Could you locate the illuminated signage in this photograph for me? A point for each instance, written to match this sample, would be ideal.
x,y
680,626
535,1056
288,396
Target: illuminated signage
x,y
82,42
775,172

==============================

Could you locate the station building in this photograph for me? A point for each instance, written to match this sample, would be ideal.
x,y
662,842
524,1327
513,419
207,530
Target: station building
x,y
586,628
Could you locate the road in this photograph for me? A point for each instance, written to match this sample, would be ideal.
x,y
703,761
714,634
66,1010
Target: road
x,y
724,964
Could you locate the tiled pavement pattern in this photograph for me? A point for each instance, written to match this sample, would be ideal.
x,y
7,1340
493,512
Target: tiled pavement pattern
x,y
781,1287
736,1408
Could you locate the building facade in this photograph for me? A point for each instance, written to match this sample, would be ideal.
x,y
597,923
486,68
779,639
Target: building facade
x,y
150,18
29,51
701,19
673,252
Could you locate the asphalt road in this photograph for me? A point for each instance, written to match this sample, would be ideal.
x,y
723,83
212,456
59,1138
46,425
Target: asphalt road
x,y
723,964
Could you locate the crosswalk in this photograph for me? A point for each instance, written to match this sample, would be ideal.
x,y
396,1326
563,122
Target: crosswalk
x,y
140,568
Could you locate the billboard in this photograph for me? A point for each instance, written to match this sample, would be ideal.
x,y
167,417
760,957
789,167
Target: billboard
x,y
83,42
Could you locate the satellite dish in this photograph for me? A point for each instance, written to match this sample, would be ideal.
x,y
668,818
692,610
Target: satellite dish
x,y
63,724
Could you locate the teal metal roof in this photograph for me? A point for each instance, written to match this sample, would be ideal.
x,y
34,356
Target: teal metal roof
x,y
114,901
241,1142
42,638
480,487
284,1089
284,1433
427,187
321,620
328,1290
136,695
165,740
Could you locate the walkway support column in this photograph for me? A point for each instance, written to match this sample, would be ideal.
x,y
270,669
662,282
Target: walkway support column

==============================

> **STATED PROBLEM**
Edit everything from the line containing "Could you locate the crosswalk" down to the line containing "Target: walkway support column", putting "would be best" in place of "would be ideal" and keeping all else the same. Give back only those lines.

> **CORRECT OUTPUT**
Could you locate the crosswalk in this photograph for me? A point for each instance, written to match this sample, would be best.
x,y
396,1326
563,122
Target: crosswalk
x,y
140,568
Could you locate the billboard in this photograph for me? A point for each instance, written to match this sample, would be best.
x,y
167,417
760,957
789,167
Target: billboard
x,y
83,42
Could you locate the satellite dish in this photograph for me? A point for each instance, written to match this sample, would be best.
x,y
668,818
692,610
Target: satellite dish
x,y
63,724
Could you locate the teal metal roof in this photograph for me? A point for each instance, written to match this sample, would be best.
x,y
34,356
Target: teal metal roof
x,y
114,901
241,1142
42,638
480,487
284,1089
284,1433
427,187
321,620
328,1290
136,695
165,740
Could you locate the walkway support column in this photograph for me? A point for each instance, written to match this sample, would be best.
x,y
270,669
662,282
Target: walkway support column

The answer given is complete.